INFORMATION PROVIDED ->
-*-*-

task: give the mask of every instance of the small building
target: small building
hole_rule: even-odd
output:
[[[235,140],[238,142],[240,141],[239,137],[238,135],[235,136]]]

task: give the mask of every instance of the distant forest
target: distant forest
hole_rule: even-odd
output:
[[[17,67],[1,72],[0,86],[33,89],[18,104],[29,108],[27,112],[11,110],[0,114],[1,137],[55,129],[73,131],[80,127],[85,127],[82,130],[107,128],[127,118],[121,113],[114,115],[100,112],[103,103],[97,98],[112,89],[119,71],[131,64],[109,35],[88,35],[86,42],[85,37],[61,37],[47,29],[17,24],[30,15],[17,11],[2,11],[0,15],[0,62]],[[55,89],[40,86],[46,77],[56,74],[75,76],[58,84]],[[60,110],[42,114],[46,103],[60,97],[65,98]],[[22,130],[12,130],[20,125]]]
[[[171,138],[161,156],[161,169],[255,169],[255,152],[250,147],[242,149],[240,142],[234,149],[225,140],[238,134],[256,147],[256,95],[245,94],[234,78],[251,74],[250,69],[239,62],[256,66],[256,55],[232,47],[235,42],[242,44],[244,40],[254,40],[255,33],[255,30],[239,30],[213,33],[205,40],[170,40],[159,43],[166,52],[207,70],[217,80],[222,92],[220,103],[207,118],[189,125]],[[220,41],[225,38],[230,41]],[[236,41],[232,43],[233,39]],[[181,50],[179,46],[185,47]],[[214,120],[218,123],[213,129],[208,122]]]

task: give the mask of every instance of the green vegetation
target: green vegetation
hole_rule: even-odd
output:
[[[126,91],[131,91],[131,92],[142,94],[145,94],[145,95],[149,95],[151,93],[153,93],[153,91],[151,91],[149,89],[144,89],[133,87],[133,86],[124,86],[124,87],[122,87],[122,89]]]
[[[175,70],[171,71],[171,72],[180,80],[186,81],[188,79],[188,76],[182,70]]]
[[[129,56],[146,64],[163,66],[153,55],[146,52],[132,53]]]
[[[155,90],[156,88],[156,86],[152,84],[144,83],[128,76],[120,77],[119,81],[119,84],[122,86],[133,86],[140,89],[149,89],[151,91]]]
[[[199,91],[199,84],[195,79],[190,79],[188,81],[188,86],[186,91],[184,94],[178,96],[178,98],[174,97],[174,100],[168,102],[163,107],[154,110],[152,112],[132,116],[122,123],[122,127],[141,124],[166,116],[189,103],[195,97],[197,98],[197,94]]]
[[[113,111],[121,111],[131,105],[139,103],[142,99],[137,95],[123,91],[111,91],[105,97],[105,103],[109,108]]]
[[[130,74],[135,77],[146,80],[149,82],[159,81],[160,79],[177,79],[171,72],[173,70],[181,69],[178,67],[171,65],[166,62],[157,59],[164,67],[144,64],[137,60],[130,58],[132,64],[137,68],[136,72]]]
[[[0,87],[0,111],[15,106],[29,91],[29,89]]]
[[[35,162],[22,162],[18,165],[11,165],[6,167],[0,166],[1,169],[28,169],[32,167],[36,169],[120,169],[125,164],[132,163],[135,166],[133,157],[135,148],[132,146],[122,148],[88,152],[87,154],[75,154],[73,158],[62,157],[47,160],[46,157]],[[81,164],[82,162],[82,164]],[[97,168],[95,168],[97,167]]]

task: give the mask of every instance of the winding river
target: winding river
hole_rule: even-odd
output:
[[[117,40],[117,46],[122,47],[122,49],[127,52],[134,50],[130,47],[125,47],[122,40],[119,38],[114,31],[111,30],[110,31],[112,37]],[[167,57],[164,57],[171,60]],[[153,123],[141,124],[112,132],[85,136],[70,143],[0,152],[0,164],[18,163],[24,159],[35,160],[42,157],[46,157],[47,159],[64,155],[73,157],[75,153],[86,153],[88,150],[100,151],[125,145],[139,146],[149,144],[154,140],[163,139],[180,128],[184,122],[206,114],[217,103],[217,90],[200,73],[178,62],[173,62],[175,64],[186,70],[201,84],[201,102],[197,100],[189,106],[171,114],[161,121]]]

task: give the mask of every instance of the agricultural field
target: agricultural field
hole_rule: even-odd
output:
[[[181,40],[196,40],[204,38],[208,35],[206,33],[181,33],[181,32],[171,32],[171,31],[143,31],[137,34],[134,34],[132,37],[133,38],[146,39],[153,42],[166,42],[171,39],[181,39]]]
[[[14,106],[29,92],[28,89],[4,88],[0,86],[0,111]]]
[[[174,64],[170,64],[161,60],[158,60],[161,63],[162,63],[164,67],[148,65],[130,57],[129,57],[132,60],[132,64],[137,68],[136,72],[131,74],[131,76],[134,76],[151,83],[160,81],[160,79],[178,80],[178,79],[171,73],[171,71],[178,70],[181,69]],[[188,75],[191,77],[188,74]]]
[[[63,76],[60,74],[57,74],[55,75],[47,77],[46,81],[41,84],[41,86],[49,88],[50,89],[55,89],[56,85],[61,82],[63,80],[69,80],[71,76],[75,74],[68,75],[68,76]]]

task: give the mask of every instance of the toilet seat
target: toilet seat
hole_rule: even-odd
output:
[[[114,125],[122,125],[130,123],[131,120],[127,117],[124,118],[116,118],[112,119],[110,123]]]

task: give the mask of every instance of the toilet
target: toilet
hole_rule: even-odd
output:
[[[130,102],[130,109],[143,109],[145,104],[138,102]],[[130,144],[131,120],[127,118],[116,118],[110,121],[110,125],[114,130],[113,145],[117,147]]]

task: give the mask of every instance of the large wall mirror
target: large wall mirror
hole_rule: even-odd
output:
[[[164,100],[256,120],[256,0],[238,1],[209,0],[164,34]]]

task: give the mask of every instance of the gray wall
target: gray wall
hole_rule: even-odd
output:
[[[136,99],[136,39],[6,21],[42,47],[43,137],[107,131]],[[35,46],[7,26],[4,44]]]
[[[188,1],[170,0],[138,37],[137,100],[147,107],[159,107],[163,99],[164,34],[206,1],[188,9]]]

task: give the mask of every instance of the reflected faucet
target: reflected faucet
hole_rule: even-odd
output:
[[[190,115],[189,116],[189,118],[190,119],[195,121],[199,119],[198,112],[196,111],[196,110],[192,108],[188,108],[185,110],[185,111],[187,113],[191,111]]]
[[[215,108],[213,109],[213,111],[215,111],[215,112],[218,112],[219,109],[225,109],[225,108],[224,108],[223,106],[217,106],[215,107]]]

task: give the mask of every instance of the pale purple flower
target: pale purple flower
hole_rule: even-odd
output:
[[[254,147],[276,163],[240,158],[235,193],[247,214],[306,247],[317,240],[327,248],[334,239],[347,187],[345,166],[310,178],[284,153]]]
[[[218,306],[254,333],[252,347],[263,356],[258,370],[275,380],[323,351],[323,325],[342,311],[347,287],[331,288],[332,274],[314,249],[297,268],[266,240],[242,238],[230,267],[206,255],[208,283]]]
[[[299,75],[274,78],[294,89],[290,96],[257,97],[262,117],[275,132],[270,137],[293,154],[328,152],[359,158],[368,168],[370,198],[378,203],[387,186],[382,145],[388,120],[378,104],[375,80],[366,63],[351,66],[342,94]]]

-*-*-

AIM OF THE TASK -> Revise all of the lines above, changing every "hole_rule" to "fill_rule" and leaving everything else as it is.

SOLUTION TO THE EXERCISE ->
task: give the mask of every instance of the small building
target: small building
fill_rule: even-odd
output:
[[[235,140],[238,142],[240,141],[239,137],[238,135],[235,136]]]

task: give the mask of every instance of the distant forest
target: distant forest
fill_rule: even-odd
output:
[[[17,67],[1,72],[0,86],[33,89],[18,104],[29,108],[27,112],[11,110],[0,114],[1,137],[55,129],[73,131],[80,127],[85,127],[82,130],[107,128],[127,118],[121,113],[114,115],[100,112],[103,103],[97,98],[112,89],[119,71],[131,64],[109,35],[88,35],[86,42],[85,37],[61,37],[47,29],[17,24],[30,15],[17,11],[2,11],[0,15],[0,62]],[[55,89],[40,86],[46,77],[56,74],[75,76],[58,84]],[[60,110],[42,114],[46,103],[60,97],[65,98]],[[22,130],[12,130],[20,125]]]
[[[171,138],[161,156],[161,169],[255,169],[255,152],[250,147],[242,149],[240,142],[234,149],[225,140],[238,134],[256,147],[256,95],[245,94],[234,78],[251,74],[250,69],[239,62],[256,66],[256,55],[232,47],[235,42],[242,44],[244,40],[254,40],[255,33],[255,30],[239,30],[213,33],[205,40],[170,40],[159,43],[166,52],[207,70],[217,80],[222,92],[220,103],[207,118],[189,125]],[[220,41],[225,38],[230,41]],[[236,41],[232,43],[233,39]],[[181,50],[179,46],[185,47]],[[214,120],[218,123],[213,129],[208,122]]]

task: give the mask of every instance of the green vegetation
target: green vegetation
fill_rule: even-odd
output:
[[[126,91],[131,91],[131,92],[142,94],[145,94],[145,95],[149,95],[151,93],[153,93],[153,91],[151,91],[149,89],[144,89],[133,87],[133,86],[124,86],[124,87],[122,87],[122,89]]]
[[[175,70],[171,71],[171,72],[180,80],[186,81],[188,79],[188,76],[182,70]]]
[[[129,56],[146,64],[163,66],[153,55],[146,52],[132,53]]]
[[[155,90],[156,88],[156,86],[152,84],[144,83],[128,76],[120,77],[119,81],[119,84],[122,86],[133,86],[140,89],[149,89],[151,91]]]
[[[199,91],[199,84],[195,79],[190,79],[188,81],[188,86],[186,91],[184,94],[178,96],[178,98],[174,97],[174,100],[168,102],[163,107],[154,110],[152,112],[132,116],[122,123],[122,127],[141,124],[166,116],[189,103],[195,97],[197,98],[197,94]]]
[[[113,111],[121,111],[131,105],[139,103],[142,99],[137,95],[123,91],[111,91],[105,97],[105,103],[109,108]]]
[[[130,74],[135,77],[146,80],[149,82],[159,81],[160,79],[177,79],[171,72],[173,70],[181,69],[178,67],[171,65],[166,62],[157,59],[164,67],[144,64],[137,60],[130,58],[132,64],[137,68],[136,72]]]
[[[0,87],[0,111],[15,106],[29,91],[29,89]]]
[[[35,162],[22,162],[18,165],[11,165],[6,167],[0,166],[1,169],[28,169],[32,167],[36,169],[120,169],[125,164],[132,163],[135,166],[133,157],[135,148],[132,146],[122,148],[88,152],[87,154],[75,154],[73,158],[62,157],[47,160],[46,157]],[[81,164],[82,162],[82,164]],[[97,168],[95,168],[97,167]]]

task: give the mask of every instance of the winding river
target: winding river
fill_rule: even-odd
output:
[[[117,40],[117,46],[122,47],[122,49],[127,52],[134,50],[130,47],[125,47],[122,40],[119,38],[114,31],[111,30],[110,31],[112,37]],[[167,57],[164,57],[171,60]],[[153,123],[141,124],[112,132],[85,136],[70,143],[0,152],[0,164],[18,163],[24,159],[35,160],[42,157],[46,157],[47,159],[64,155],[73,157],[75,153],[86,153],[88,150],[100,151],[125,145],[139,146],[149,144],[154,140],[163,139],[180,128],[184,122],[206,114],[217,103],[217,90],[200,73],[178,62],[173,62],[175,64],[186,70],[201,84],[201,102],[197,100],[189,106],[171,114],[161,121]]]

task: give the mask of every instance of the agricultural field
target: agricultural field
fill_rule: even-odd
output:
[[[181,40],[196,40],[204,38],[208,35],[206,33],[181,33],[181,32],[171,32],[171,31],[143,31],[137,34],[134,34],[132,37],[133,38],[146,39],[153,42],[166,42],[171,39],[181,39]]]
[[[14,106],[29,92],[28,89],[4,88],[0,86],[0,111]]]
[[[174,64],[170,64],[161,60],[158,60],[161,63],[162,63],[164,67],[148,65],[130,57],[129,57],[132,60],[132,64],[137,68],[136,72],[131,74],[131,76],[134,76],[151,83],[160,81],[160,79],[178,80],[178,79],[171,73],[171,71],[178,70],[181,69]],[[188,75],[191,77],[188,74]]]
[[[63,76],[60,74],[57,74],[55,75],[47,77],[46,81],[41,84],[41,86],[49,88],[50,89],[55,89],[56,85],[61,82],[63,80],[69,80],[71,76],[75,74],[68,75],[68,76]]]

task: give the mask of every instance of the toilet seat
target: toilet seat
fill_rule: even-odd
output:
[[[114,125],[122,125],[130,123],[131,120],[127,117],[124,118],[116,118],[112,119],[110,123]]]

task: give the mask of every instance of the toilet
target: toilet
fill_rule: even-odd
output:
[[[130,102],[130,109],[143,109],[145,104],[138,102]],[[130,144],[131,120],[127,118],[116,118],[110,121],[110,125],[114,130],[113,145],[117,147]]]

task: give the mask of every instance of the large wall mirror
target: large wall mirror
fill_rule: even-odd
output:
[[[164,100],[256,120],[256,0],[238,1],[209,0],[164,34]]]

task: give the mask of every instance of the gray wall
target: gray wall
fill_rule: even-odd
output:
[[[136,99],[136,39],[6,21],[42,47],[43,137],[107,131]],[[35,46],[7,26],[4,44]]]
[[[188,1],[170,0],[138,37],[137,100],[147,107],[159,107],[163,99],[164,34],[206,1],[188,9]]]

task: give the mask of every instance of the reflected faucet
target: reflected faucet
fill_rule: even-odd
output:
[[[190,115],[189,116],[189,118],[190,119],[195,121],[199,119],[198,112],[196,111],[196,110],[192,108],[188,108],[185,110],[185,111],[187,113],[191,111]]]
[[[215,108],[213,109],[213,111],[215,111],[215,112],[218,112],[219,109],[225,109],[225,108],[224,108],[223,106],[217,106],[215,107]]]

task: give the mask of every instance of the pale purple flower
target: pale purple flower
fill_rule: even-odd
output:
[[[254,147],[276,163],[240,158],[235,193],[247,214],[306,247],[317,240],[327,248],[334,239],[347,187],[345,166],[310,178],[284,153]]]
[[[218,306],[254,333],[252,347],[263,356],[258,370],[275,380],[323,351],[323,325],[342,311],[347,287],[331,288],[332,274],[314,249],[297,268],[266,240],[242,238],[230,267],[206,255],[208,283]]]
[[[299,75],[274,78],[294,89],[290,96],[257,97],[262,117],[275,132],[270,137],[293,154],[328,152],[359,158],[368,168],[370,198],[378,203],[387,186],[382,145],[388,120],[378,104],[375,80],[366,63],[351,66],[342,94]]]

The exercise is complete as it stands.